Aim of the task:
Repeat each line, word for word, from the one containing "Mark the wooden shelf edge with a point." through the last line of the entries, and include no other output.

Material for the task:
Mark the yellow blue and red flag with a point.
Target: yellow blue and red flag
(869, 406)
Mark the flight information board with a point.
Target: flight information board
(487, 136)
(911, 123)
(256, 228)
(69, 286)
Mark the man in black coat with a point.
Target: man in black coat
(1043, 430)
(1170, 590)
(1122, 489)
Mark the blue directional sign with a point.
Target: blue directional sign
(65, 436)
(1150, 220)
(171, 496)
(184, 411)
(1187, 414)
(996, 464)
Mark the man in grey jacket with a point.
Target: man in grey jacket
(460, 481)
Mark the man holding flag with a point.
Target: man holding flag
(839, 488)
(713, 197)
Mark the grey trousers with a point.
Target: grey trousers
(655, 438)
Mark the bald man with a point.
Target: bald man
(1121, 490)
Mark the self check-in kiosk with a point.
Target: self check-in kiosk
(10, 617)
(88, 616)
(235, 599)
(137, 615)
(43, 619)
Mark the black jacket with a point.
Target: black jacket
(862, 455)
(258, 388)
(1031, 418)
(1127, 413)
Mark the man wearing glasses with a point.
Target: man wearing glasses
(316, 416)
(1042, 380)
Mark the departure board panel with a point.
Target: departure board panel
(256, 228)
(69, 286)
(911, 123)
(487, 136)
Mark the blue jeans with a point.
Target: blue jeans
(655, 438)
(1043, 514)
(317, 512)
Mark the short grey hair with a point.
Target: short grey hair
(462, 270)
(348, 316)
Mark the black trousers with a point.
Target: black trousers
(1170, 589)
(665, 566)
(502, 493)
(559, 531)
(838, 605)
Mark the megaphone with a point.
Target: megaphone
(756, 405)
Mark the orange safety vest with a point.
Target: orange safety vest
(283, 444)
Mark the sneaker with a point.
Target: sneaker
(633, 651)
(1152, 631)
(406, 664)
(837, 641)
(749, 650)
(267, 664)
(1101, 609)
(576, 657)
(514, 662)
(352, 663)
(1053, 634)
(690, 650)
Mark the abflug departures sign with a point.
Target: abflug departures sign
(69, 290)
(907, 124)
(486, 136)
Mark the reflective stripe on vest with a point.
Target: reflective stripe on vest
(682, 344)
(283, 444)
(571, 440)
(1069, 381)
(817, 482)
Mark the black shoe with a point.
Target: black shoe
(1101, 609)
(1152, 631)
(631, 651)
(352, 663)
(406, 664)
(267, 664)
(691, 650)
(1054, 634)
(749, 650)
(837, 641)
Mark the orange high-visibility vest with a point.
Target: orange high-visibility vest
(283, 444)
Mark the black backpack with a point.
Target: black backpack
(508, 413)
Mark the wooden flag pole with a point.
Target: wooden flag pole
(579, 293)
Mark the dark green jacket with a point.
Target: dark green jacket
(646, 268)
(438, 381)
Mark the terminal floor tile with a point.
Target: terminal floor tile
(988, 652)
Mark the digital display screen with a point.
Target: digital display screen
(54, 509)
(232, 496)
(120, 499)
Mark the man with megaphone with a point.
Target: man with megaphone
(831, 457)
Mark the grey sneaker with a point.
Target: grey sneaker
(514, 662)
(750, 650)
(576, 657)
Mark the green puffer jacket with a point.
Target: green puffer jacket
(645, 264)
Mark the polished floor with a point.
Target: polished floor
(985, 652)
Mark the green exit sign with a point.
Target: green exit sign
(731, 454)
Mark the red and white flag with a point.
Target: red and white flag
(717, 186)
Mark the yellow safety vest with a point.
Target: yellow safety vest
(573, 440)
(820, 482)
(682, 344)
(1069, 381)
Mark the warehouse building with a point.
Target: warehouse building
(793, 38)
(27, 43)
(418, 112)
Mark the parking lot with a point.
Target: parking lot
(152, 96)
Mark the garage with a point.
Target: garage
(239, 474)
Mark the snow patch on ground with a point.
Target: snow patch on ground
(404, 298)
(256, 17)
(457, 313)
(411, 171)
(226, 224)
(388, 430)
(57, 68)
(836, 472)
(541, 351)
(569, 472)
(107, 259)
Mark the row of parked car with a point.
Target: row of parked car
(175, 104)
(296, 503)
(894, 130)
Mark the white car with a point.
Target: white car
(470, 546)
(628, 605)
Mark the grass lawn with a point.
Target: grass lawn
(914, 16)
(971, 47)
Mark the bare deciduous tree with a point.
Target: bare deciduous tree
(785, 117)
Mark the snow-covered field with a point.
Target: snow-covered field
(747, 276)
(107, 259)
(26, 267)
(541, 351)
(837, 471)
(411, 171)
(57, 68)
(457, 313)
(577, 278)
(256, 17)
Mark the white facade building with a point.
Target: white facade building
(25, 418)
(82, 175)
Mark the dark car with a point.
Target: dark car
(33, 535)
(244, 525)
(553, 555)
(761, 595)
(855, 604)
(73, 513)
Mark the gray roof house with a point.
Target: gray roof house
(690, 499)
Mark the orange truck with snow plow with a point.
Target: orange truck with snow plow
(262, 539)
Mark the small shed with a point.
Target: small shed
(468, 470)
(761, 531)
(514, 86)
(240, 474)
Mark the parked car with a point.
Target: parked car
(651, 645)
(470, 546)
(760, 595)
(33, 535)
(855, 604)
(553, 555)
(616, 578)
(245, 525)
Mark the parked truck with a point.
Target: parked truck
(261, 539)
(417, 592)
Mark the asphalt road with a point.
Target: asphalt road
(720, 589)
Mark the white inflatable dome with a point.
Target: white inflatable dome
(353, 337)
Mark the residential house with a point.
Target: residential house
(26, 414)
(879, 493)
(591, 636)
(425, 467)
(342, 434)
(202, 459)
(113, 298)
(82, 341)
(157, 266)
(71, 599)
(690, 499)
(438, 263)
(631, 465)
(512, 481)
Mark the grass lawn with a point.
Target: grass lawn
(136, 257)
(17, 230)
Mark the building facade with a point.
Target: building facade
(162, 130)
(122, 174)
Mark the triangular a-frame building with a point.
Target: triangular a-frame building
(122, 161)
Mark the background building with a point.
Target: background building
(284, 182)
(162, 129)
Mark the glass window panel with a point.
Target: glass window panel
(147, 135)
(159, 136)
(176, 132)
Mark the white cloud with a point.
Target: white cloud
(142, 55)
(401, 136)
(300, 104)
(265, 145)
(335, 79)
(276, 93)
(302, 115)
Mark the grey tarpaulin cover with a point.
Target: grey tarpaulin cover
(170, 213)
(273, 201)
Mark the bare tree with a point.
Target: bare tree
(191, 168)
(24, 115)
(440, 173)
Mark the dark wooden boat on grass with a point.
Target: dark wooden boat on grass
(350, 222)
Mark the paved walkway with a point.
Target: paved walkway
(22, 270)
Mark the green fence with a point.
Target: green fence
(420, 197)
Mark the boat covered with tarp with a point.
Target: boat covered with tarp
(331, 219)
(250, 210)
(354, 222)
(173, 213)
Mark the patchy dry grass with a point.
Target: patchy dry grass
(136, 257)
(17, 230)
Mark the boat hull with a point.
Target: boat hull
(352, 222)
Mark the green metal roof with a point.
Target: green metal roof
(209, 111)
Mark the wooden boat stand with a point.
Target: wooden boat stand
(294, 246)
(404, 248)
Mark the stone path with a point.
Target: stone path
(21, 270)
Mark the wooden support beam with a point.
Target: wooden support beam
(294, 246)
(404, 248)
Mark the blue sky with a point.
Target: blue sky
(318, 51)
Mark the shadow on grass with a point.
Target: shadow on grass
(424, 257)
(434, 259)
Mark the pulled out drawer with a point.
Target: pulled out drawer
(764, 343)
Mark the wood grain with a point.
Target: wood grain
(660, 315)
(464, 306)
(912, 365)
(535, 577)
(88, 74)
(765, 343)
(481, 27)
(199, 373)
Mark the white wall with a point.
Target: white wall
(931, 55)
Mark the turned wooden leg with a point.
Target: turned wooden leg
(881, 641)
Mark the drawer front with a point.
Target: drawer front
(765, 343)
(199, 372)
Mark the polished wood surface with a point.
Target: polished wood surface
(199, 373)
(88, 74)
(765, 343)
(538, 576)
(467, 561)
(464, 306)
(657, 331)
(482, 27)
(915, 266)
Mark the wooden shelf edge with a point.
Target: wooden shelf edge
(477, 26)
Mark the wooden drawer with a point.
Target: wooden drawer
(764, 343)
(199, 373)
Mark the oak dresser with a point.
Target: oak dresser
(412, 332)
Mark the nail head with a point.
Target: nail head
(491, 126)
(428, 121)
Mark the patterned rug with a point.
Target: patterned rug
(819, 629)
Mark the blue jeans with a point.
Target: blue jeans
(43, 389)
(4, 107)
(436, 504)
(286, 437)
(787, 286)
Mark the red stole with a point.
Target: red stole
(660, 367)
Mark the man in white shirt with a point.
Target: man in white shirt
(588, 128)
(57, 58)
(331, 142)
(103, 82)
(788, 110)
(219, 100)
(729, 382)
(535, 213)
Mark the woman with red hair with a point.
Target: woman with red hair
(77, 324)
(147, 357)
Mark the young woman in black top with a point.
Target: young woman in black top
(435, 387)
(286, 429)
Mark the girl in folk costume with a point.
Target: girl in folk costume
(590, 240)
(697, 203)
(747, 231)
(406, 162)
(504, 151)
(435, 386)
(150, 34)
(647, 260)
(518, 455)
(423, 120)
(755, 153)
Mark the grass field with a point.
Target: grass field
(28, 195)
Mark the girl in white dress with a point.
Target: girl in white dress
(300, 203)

Written solution:
Mark the wooden shelf edge with a point.
Target: wooden shelf edge
(477, 26)
Mark the wooden drawer with a point.
Target: wooden drawer
(764, 343)
(199, 373)
Mark the oak dresser with a point.
Target: oak dresser
(412, 332)
Mark the nail head with a point.
Target: nail head
(491, 126)
(428, 121)
Mark the patterned rug with a point.
Target: patterned rug
(819, 629)
Mark the blue jeans with a point.
Target: blue jeans
(43, 389)
(4, 107)
(436, 504)
(286, 437)
(787, 286)
Mark the red stole with a point.
Target: red stole
(660, 367)
Mark the man in white shirt with a point.
Target: man in white shirt
(588, 128)
(57, 58)
(331, 142)
(103, 82)
(788, 110)
(219, 100)
(729, 382)
(535, 213)
Mark the woman with red hair with a point.
Target: woman with red hair
(77, 324)
(147, 357)
Mark the young woman in black top with a point.
Target: young woman in black top
(435, 387)
(286, 429)
Mark the girl in folk costume with a point.
Target: girl in folk costume
(590, 240)
(697, 203)
(747, 231)
(406, 162)
(504, 151)
(435, 386)
(150, 34)
(647, 260)
(518, 455)
(423, 120)
(755, 153)
Mark the grass field with a point.
Target: grass field
(28, 195)
Mark the girl in white dress with a point.
Target: girl in white dress
(300, 203)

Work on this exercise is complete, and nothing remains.